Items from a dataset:
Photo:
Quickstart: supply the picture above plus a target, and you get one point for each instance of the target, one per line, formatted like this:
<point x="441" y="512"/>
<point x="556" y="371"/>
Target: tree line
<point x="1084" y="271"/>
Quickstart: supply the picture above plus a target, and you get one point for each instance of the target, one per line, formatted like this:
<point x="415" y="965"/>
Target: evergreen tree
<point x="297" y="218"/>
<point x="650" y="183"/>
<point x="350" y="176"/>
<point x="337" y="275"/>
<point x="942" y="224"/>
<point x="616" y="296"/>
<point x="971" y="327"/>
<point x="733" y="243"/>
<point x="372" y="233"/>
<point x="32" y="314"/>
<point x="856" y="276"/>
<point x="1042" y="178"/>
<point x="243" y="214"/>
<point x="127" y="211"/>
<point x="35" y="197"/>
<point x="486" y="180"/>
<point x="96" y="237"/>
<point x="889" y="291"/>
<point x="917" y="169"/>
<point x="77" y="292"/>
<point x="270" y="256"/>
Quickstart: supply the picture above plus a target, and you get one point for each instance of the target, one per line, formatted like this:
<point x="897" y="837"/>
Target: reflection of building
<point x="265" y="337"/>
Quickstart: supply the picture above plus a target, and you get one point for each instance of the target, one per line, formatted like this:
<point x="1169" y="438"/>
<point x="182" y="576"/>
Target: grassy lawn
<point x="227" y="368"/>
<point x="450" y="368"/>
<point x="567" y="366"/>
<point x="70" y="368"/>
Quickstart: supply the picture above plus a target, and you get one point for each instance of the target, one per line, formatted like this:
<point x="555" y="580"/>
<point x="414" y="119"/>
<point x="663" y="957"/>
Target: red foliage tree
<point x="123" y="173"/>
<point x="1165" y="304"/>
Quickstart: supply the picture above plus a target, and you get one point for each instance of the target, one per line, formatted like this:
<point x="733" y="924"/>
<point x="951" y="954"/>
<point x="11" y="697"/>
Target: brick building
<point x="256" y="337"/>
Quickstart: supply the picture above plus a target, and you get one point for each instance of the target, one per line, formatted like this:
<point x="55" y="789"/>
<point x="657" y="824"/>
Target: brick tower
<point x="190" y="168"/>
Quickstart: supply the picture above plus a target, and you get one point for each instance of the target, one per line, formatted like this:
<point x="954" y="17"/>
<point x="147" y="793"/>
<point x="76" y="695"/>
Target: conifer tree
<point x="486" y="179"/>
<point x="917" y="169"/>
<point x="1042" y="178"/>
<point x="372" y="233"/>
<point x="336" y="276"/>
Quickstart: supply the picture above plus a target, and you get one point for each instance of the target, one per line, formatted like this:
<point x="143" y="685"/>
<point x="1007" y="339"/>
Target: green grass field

WHAT YOU ARE ASKED TO DO:
Every record must be output again with its wording unchanged.

PROBLEM SOLUTION:
Photo:
Quickstart: supply the picture above plus a target, and you get one point for each instance of the target, one per line, formatted like this:
<point x="441" y="512"/>
<point x="556" y="371"/>
Target: tree line
<point x="1084" y="271"/>
Quickstart: supply the picture above plus a target, and you get one point for each instance of the target, one per line, formatted like this:
<point x="415" y="965"/>
Target: evergreen tree
<point x="297" y="218"/>
<point x="650" y="183"/>
<point x="350" y="176"/>
<point x="337" y="275"/>
<point x="942" y="224"/>
<point x="616" y="296"/>
<point x="971" y="327"/>
<point x="733" y="243"/>
<point x="372" y="233"/>
<point x="32" y="314"/>
<point x="856" y="276"/>
<point x="1042" y="178"/>
<point x="243" y="214"/>
<point x="127" y="211"/>
<point x="35" y="197"/>
<point x="486" y="180"/>
<point x="96" y="237"/>
<point x="889" y="291"/>
<point x="917" y="169"/>
<point x="77" y="292"/>
<point x="270" y="256"/>
Quickstart: supply the picture above plus a target, and you get one point for each instance of the target, one per line, formatted like this:
<point x="897" y="837"/>
Target: reflection of building
<point x="265" y="337"/>
Quickstart: supply the picture above plus a target, and you get one point for each instance of the target, one per line, formatted like this:
<point x="1169" y="438"/>
<point x="182" y="576"/>
Target: grassy lawn
<point x="227" y="368"/>
<point x="450" y="368"/>
<point x="567" y="366"/>
<point x="70" y="368"/>
Quickstart: supply the picture above plus a target, and you get one point for each instance of the target, one per line, formatted like this:
<point x="555" y="580"/>
<point x="414" y="119"/>
<point x="663" y="957"/>
Target: red foliage tree
<point x="123" y="173"/>
<point x="1165" y="304"/>
Quickstart: supply the picture above plus a target, and you get one point for each instance of the target, one per line, formatted like this:
<point x="733" y="924"/>
<point x="951" y="954"/>
<point x="11" y="697"/>
Target: brick building
<point x="256" y="337"/>
Quickstart: supply the picture above plus a target, and you get one point for each instance of the target, one per line, formatted like this:
<point x="55" y="789"/>
<point x="657" y="824"/>
Target: brick tower
<point x="190" y="168"/>
Quickstart: supply the picture above plus a target, and you get one point for each instance of the target, one per line, formatted like this:
<point x="954" y="17"/>
<point x="147" y="793"/>
<point x="76" y="695"/>
Target: conifer tree
<point x="486" y="179"/>
<point x="917" y="169"/>
<point x="1042" y="178"/>
<point x="372" y="233"/>
<point x="336" y="276"/>
Quickstart: supply the picture above plus a target, and you get one point for each instance of the target, one per line, formatted like this:
<point x="143" y="685"/>
<point x="1007" y="339"/>
Target: green grass field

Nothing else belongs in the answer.